__INSTRUCTIONS FOR THE TASK__. Within the data, how many lines hold the word "below"? Answer with nothing but the number.

__INFORMATION GIVEN__.
>>>>>

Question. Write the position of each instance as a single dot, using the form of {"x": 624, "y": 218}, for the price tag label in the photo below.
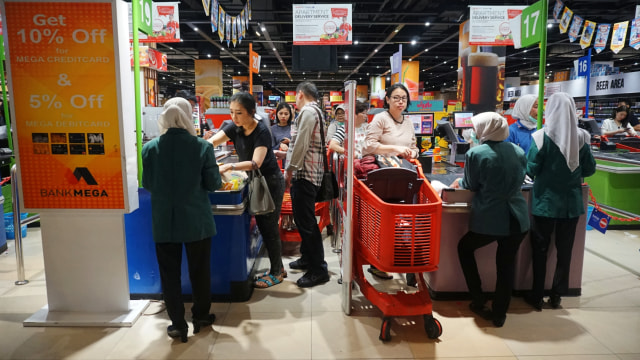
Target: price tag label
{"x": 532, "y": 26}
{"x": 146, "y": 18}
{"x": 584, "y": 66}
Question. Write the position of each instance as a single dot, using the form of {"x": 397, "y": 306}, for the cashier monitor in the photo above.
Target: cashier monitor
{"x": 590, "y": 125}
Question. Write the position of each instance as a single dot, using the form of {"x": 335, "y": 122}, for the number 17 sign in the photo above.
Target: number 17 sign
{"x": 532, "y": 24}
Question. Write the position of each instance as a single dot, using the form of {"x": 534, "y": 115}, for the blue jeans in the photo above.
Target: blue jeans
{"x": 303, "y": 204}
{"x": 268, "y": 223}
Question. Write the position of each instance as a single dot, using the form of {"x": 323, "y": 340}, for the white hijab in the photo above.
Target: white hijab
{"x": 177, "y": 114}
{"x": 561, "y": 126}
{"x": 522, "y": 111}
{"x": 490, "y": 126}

<<<<<
>>>>>

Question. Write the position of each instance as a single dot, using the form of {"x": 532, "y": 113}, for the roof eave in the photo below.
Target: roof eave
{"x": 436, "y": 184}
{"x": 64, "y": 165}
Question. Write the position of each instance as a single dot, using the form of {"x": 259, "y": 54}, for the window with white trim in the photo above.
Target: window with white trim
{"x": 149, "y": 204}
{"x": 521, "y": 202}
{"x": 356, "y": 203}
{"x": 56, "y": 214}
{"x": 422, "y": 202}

<<<<<
>>>>>

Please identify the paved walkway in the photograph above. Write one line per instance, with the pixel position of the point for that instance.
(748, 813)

<<<<<

__SOLVED EXERCISE__. 2